## Directive
Go through the lines below and copy each one that contains the string "foliage". Only matches with the same capitalization count.

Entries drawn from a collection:
= = = = = = =
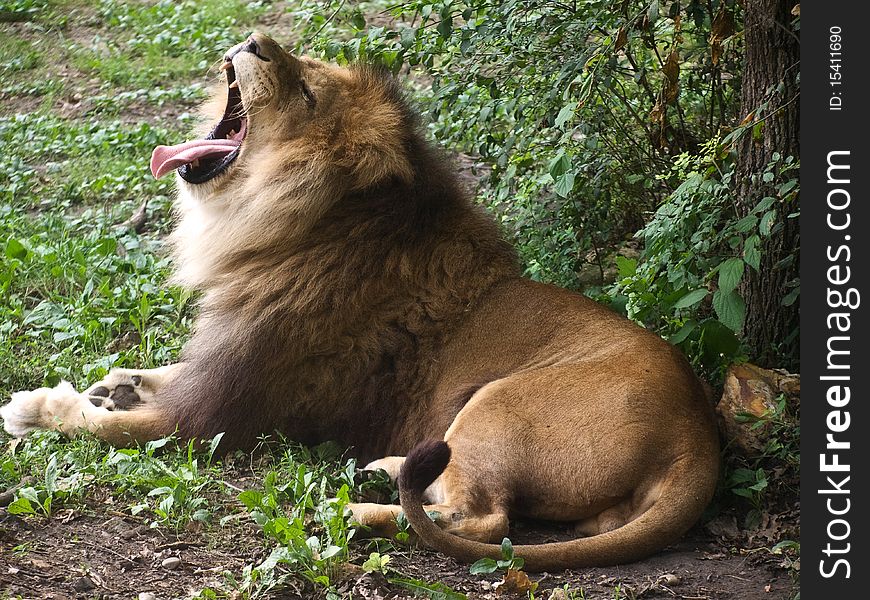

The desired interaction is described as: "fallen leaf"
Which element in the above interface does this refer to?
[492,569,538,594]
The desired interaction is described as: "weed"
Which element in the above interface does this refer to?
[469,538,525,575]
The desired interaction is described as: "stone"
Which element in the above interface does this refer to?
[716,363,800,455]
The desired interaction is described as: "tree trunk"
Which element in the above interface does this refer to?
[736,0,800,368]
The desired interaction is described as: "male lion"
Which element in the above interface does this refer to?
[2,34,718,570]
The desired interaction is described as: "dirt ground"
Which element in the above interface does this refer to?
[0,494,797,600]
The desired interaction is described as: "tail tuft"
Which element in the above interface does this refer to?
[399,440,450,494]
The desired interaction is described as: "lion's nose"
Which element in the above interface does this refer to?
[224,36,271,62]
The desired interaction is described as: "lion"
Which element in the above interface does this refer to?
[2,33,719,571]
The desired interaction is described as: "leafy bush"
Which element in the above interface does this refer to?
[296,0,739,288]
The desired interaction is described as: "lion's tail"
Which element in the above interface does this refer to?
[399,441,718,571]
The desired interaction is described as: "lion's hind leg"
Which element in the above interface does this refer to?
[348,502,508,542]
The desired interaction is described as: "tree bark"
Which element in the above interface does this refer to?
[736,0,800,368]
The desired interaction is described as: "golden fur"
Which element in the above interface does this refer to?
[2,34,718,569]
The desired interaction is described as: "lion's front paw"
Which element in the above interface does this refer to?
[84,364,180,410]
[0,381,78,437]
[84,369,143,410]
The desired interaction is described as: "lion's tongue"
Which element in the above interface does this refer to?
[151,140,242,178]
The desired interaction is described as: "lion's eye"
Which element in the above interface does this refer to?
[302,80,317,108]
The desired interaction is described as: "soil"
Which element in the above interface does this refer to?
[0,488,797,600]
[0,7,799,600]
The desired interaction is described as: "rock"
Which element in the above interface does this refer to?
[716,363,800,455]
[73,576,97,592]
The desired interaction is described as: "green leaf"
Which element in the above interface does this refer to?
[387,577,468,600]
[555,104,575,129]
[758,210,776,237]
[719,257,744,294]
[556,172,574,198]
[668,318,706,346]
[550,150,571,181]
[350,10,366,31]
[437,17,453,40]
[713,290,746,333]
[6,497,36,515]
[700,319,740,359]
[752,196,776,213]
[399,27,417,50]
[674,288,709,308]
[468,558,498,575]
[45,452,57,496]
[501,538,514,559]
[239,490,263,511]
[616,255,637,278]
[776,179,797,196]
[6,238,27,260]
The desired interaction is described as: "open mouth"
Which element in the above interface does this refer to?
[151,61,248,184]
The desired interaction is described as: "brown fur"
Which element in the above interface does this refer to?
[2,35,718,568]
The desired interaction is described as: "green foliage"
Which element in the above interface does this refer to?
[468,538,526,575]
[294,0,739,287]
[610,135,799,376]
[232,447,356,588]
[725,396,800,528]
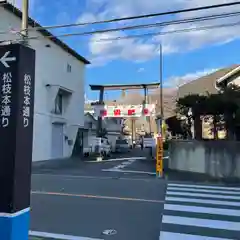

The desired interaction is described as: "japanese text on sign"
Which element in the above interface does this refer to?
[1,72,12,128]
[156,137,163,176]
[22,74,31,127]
= = = = = = =
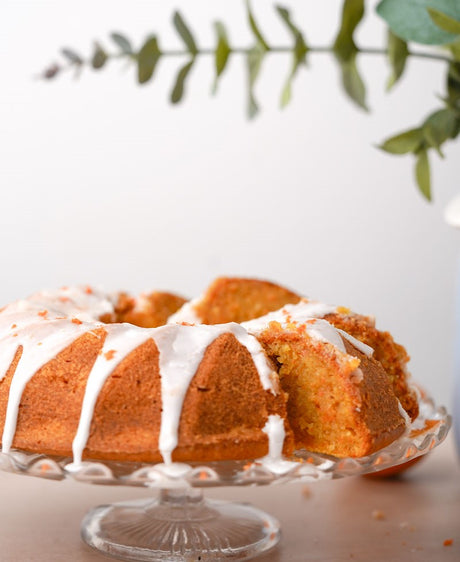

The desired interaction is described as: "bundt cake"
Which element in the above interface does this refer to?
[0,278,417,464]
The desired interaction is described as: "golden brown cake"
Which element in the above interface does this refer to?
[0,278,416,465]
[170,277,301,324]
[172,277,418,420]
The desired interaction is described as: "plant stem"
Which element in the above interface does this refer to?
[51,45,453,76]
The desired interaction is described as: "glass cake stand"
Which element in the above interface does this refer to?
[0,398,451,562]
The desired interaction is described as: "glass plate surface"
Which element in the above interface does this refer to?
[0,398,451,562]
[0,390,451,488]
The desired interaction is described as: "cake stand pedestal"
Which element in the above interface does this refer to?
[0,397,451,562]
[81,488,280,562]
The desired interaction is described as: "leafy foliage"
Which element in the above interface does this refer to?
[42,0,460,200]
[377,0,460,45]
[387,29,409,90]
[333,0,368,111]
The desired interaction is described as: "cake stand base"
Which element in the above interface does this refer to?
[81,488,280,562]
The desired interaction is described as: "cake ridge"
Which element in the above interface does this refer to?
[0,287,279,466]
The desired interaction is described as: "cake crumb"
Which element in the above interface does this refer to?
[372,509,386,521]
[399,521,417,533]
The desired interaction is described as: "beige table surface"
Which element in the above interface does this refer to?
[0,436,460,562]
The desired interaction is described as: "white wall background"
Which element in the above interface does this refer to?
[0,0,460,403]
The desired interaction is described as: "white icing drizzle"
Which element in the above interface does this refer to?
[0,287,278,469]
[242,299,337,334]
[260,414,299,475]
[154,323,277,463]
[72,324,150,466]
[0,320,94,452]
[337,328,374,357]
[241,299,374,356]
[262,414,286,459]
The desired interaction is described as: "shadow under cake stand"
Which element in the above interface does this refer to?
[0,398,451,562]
= = = = = = =
## Answer below
The desired interaction is described as: "green foliage"
The desired interaction is described as: "leafy foliage"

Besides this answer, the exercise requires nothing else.